Short exercise
Retype the rows below exactly, from the line with "Localize mossy tree trunk in the scene." to the line with "[137,130,170,196]", including both of those lines.

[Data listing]
>> START

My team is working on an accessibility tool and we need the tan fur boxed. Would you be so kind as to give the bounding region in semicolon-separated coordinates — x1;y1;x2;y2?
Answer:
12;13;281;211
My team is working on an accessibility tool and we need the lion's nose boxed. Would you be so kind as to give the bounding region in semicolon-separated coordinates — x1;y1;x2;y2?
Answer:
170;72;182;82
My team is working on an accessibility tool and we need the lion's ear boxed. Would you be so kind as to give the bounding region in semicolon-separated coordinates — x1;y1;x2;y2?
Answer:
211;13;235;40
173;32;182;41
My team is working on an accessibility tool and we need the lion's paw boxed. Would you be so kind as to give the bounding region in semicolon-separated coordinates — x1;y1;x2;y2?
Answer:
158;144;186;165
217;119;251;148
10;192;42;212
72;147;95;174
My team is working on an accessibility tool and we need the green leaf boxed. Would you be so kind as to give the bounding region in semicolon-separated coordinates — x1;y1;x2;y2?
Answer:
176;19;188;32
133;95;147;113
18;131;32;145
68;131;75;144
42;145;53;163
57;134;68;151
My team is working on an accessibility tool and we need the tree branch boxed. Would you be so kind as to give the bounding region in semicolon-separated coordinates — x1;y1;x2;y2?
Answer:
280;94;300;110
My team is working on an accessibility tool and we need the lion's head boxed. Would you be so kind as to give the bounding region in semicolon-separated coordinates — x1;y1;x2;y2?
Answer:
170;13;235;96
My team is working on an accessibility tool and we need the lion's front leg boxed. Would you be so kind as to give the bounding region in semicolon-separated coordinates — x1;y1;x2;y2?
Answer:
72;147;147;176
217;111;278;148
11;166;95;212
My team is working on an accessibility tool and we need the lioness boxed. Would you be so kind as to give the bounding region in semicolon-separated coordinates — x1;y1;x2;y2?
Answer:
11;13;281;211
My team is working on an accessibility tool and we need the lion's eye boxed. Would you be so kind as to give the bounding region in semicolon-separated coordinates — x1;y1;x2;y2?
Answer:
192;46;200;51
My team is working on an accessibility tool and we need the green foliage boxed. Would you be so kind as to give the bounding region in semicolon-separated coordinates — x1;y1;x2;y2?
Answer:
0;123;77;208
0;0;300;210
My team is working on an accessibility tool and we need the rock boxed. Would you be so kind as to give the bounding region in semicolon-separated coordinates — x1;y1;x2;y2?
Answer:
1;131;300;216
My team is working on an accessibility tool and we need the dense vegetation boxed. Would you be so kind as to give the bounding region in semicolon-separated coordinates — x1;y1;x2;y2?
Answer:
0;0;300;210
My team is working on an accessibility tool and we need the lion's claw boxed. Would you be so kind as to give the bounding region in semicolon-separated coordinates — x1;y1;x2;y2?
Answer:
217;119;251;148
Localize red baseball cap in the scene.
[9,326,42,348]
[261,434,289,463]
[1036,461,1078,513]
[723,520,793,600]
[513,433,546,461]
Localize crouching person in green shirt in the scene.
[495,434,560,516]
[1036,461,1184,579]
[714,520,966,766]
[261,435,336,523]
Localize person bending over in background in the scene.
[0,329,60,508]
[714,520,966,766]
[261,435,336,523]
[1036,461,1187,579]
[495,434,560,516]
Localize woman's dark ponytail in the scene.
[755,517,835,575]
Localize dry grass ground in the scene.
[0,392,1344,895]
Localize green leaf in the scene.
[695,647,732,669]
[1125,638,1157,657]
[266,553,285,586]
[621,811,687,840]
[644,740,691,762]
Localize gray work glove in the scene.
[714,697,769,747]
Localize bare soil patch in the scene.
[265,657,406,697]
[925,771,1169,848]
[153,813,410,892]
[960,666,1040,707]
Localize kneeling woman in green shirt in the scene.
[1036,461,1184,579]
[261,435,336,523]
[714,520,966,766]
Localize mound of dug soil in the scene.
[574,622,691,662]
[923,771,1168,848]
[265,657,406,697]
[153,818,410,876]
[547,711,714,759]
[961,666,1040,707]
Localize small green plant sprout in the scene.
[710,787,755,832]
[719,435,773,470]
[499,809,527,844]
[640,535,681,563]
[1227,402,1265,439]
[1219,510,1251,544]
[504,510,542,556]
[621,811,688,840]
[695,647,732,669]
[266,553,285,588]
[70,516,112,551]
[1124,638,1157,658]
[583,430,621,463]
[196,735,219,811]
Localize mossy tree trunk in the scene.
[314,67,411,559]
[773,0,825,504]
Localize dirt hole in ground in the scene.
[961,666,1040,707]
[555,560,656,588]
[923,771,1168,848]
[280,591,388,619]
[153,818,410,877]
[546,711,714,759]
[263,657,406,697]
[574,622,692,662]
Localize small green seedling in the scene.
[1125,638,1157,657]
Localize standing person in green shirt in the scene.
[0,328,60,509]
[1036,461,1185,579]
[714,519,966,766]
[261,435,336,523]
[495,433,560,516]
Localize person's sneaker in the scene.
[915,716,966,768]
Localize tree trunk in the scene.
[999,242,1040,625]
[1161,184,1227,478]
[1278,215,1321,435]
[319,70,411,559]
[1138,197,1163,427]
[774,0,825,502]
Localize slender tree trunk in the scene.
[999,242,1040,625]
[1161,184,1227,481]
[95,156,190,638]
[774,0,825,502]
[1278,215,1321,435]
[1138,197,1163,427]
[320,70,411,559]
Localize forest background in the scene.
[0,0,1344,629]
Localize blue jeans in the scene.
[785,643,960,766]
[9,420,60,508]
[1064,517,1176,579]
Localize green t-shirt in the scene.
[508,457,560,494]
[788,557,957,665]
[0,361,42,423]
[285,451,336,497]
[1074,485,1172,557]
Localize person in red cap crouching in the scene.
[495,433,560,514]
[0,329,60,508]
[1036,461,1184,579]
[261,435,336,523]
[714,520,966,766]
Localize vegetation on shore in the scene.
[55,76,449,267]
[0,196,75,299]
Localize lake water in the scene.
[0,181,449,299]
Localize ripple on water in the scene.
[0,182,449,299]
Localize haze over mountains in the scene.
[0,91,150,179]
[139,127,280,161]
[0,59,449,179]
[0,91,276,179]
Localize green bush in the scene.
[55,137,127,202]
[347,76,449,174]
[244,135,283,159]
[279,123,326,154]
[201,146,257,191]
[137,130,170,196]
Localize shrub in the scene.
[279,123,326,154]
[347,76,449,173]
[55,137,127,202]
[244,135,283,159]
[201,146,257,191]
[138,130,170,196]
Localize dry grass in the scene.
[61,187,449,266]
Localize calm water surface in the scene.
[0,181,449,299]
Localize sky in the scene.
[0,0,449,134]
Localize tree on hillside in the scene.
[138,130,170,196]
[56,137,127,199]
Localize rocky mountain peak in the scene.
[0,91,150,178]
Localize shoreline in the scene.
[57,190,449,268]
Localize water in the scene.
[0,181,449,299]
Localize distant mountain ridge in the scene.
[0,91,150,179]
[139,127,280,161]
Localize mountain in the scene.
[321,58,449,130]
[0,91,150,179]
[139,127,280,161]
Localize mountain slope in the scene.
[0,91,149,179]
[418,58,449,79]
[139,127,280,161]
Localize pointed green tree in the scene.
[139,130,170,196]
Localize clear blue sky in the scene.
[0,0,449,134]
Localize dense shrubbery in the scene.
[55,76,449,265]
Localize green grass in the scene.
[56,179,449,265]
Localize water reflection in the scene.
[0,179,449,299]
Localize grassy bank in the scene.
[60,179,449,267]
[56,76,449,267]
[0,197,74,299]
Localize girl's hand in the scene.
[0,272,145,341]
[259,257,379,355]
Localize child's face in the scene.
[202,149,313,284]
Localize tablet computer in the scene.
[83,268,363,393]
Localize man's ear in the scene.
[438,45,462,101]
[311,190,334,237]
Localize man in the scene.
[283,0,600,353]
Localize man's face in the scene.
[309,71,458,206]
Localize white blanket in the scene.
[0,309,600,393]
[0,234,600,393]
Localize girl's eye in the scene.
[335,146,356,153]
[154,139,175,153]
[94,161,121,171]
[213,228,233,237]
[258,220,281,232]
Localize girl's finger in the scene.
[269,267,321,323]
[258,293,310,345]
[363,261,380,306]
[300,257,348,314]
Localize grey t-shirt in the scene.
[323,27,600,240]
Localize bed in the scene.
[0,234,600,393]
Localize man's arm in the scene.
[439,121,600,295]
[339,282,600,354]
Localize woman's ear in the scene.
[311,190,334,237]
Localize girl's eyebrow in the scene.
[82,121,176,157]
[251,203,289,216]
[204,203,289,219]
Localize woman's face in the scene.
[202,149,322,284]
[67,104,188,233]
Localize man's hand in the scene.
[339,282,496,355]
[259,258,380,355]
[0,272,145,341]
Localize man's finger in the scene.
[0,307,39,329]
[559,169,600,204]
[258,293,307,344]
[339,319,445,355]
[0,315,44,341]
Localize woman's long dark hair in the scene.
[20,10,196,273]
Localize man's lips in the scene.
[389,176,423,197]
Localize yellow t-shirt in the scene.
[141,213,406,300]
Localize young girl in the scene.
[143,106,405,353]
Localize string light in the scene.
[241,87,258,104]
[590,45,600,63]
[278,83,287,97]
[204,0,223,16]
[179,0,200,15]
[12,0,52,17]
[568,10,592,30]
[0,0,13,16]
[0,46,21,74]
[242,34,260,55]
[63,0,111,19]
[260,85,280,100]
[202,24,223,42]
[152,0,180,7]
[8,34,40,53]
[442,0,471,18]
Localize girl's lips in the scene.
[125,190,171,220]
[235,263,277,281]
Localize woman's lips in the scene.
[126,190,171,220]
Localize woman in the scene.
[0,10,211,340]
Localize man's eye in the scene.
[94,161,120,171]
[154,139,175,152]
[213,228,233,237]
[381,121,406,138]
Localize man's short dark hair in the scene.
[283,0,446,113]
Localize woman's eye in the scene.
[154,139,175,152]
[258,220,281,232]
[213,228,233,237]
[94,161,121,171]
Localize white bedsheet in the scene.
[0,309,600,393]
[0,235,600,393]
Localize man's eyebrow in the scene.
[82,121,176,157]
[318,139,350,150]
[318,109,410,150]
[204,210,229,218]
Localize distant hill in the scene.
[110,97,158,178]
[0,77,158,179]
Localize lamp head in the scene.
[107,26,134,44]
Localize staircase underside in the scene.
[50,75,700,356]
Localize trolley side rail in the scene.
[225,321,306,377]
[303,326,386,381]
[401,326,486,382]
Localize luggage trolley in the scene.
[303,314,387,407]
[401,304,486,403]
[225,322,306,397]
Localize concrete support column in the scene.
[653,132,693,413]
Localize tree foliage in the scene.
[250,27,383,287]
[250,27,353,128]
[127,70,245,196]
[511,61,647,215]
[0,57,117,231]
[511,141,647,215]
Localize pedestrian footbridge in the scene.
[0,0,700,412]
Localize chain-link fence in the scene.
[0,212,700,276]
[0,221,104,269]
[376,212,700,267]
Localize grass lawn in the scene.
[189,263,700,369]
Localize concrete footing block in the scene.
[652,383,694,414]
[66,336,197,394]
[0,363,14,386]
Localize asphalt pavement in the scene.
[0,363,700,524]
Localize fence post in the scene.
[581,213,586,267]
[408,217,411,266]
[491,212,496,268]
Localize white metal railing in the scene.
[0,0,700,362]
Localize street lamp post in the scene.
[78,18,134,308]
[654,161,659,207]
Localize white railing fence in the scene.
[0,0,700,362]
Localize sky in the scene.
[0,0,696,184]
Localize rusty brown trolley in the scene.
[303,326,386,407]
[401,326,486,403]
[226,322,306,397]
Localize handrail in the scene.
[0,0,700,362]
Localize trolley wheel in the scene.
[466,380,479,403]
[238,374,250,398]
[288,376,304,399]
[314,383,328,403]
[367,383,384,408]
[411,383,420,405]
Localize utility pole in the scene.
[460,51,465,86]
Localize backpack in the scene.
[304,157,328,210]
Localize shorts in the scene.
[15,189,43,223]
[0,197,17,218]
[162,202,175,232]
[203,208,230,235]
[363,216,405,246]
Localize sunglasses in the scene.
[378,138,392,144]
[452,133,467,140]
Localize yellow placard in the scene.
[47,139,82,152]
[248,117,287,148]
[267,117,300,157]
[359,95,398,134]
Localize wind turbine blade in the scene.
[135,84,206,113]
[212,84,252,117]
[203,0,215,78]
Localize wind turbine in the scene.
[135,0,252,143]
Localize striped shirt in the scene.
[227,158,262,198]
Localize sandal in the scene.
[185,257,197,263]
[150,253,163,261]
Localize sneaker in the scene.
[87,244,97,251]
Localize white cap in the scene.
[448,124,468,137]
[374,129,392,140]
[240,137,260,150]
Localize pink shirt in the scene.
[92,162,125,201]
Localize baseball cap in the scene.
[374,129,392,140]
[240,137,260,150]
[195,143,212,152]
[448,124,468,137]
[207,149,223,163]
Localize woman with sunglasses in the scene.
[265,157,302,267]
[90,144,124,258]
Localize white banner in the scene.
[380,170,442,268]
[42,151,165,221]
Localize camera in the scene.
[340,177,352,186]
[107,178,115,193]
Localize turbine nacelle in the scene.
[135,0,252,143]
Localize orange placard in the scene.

>> END

Problem solution
Localize mossy tree trunk in the scene.
[314,67,411,559]
[773,0,825,504]
Localize dirt hole in ground in the scene.
[961,666,1040,707]
[555,560,656,588]
[923,771,1168,848]
[280,591,388,619]
[153,818,410,877]
[546,711,714,759]
[263,657,406,697]
[574,622,692,662]
Localize small green seedling in the scene.
[1125,638,1157,657]
Localize standing person in green shirt in the scene.
[0,328,60,509]
[1036,461,1185,579]
[714,519,966,766]
[261,435,336,523]
[495,433,560,516]
Localize person's sneaker in the scene.
[915,716,966,768]
Localize tree trunk in the scene.
[999,242,1040,625]
[1161,184,1227,478]
[1278,215,1321,435]
[319,70,411,559]
[1138,197,1163,427]
[774,0,825,502]
Localize slender tree trunk in the scene.
[999,242,1040,625]
[1161,184,1227,481]
[95,156,190,638]
[774,0,825,502]
[1278,215,1321,435]
[1138,197,1163,427]
[320,70,411,559]
Localize forest background in the scene.
[0,0,1344,629]
Localize blue jeans in the scene.
[785,643,960,766]
[9,420,60,508]
[1064,517,1176,579]
Localize green t-shirt in the scene.
[508,457,560,494]
[788,557,957,665]
[0,361,42,423]
[285,451,336,497]
[1074,485,1172,557]
Localize person in red cap crouching in the scene.
[495,433,560,514]
[0,329,60,508]
[1036,461,1184,579]
[261,435,336,523]
[714,520,966,766]
Localize vegetation on shore in the scene.
[55,76,449,267]
[0,196,75,299]
Localize lake water in the scene.
[0,181,449,299]
Localize ripple on water in the scene.
[0,182,449,299]
Localize haze over mountains in the scene.
[0,91,150,179]
[139,127,280,161]
[0,59,449,179]
[0,91,276,179]
Localize green bush in the scene.
[55,137,127,202]
[347,76,449,174]
[244,135,283,159]
[279,123,326,154]
[201,146,257,191]
[137,130,170,196]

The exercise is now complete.